# SHORT EXERCISE
Rewrite the listing below from the line containing "Mark the innermost point of each instance of the egg carton" down to its last line, inclusive, keeping every line, requests included, and offsetting each pixel coordinate in the answers by adding 7 to both numbers. Omit the pictures.

# RECORD SET

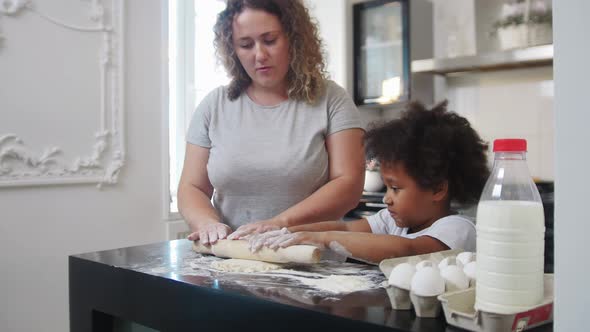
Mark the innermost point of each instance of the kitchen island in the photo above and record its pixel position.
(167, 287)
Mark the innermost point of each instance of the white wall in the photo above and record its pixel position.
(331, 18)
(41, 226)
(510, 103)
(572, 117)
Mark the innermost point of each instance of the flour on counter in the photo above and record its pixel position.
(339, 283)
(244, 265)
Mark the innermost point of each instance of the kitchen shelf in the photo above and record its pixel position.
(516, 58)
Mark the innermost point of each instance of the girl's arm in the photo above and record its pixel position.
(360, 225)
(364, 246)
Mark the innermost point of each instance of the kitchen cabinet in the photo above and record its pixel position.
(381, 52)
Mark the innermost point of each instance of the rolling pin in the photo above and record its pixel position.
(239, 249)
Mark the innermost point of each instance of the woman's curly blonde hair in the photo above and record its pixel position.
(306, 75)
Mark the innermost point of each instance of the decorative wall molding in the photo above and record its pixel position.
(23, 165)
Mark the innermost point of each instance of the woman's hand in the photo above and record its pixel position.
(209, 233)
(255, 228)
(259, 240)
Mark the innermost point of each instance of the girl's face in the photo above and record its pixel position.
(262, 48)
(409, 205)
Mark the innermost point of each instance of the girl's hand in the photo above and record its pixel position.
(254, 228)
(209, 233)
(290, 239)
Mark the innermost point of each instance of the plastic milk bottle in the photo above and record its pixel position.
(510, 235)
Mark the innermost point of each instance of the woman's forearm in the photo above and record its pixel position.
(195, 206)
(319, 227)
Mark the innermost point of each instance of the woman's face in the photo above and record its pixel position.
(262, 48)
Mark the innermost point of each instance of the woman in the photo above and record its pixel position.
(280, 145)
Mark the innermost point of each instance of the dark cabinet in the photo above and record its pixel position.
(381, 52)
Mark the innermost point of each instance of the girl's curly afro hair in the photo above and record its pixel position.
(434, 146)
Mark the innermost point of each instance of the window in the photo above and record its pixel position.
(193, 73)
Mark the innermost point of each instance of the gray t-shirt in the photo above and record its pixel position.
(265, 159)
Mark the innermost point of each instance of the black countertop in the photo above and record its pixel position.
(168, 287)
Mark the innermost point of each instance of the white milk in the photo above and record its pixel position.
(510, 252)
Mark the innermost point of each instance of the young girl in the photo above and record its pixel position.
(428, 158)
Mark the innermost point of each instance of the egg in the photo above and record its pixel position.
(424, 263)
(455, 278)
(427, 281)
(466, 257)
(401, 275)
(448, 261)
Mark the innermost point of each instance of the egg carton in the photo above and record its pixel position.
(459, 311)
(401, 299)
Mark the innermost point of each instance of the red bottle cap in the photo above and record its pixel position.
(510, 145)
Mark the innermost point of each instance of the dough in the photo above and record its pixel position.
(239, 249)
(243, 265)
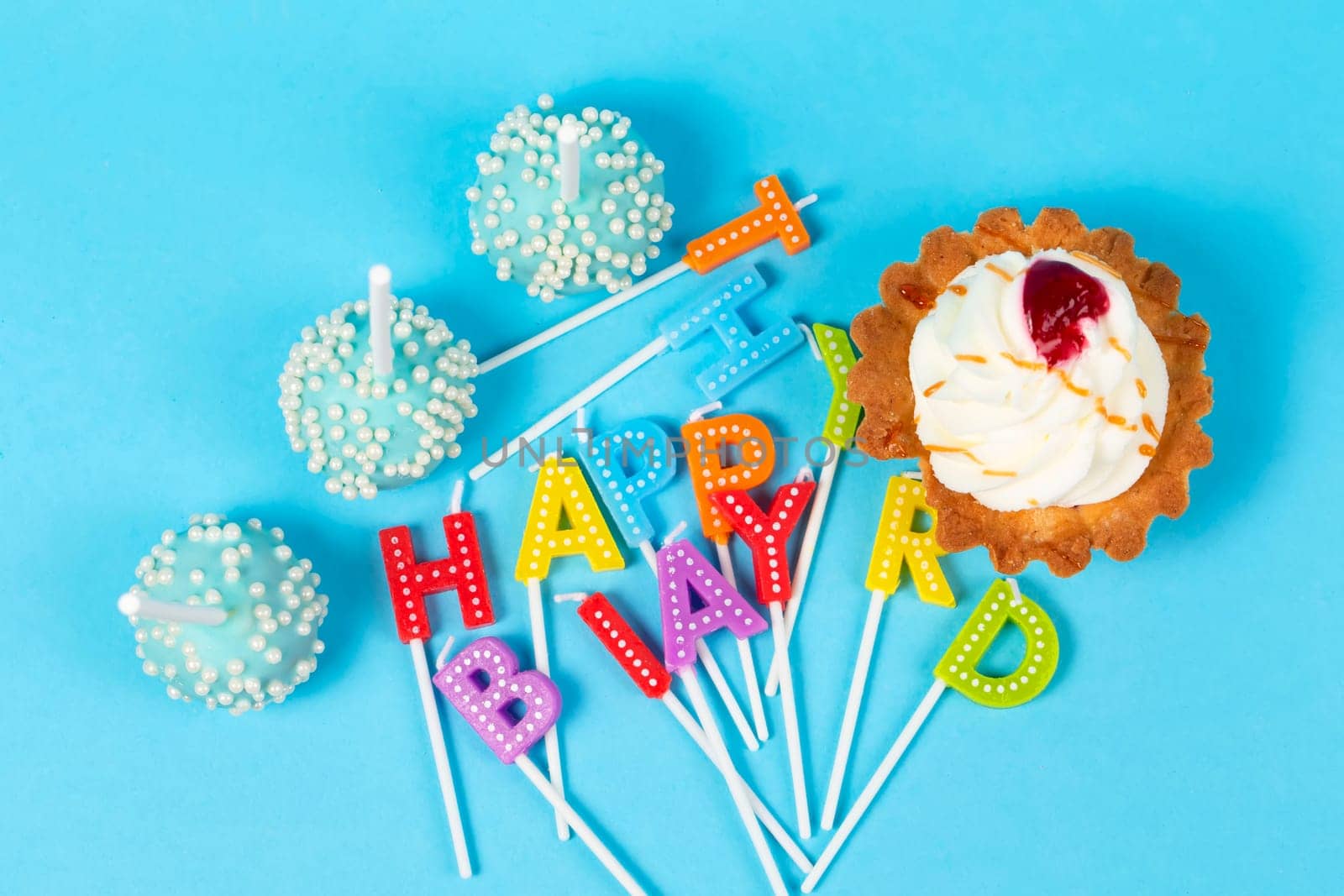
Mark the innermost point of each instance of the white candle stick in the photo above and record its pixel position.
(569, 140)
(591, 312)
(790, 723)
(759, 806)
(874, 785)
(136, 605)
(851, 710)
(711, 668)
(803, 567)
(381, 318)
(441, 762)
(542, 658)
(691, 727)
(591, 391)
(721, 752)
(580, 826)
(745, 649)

# SOLUTION BELOW
Mark the innermost point of each instance of the egg carton in the photo above and record its pixel position.
(466, 318)
(408, 306)
Mark the innermost point of each instance of the red bottle cap in the photo above and record its pixel position.
(517, 152)
Mark the innermost point of each instance of the dough in the photo above and record its pixel position.
(246, 256)
(250, 272)
Mark the innermost point of each instance of the white candle stick in the photo above and record its pixel position.
(576, 147)
(598, 319)
(797, 730)
(766, 813)
(881, 792)
(143, 612)
(858, 717)
(718, 675)
(810, 574)
(388, 325)
(448, 769)
(549, 665)
(698, 734)
(598, 398)
(728, 759)
(587, 833)
(752, 656)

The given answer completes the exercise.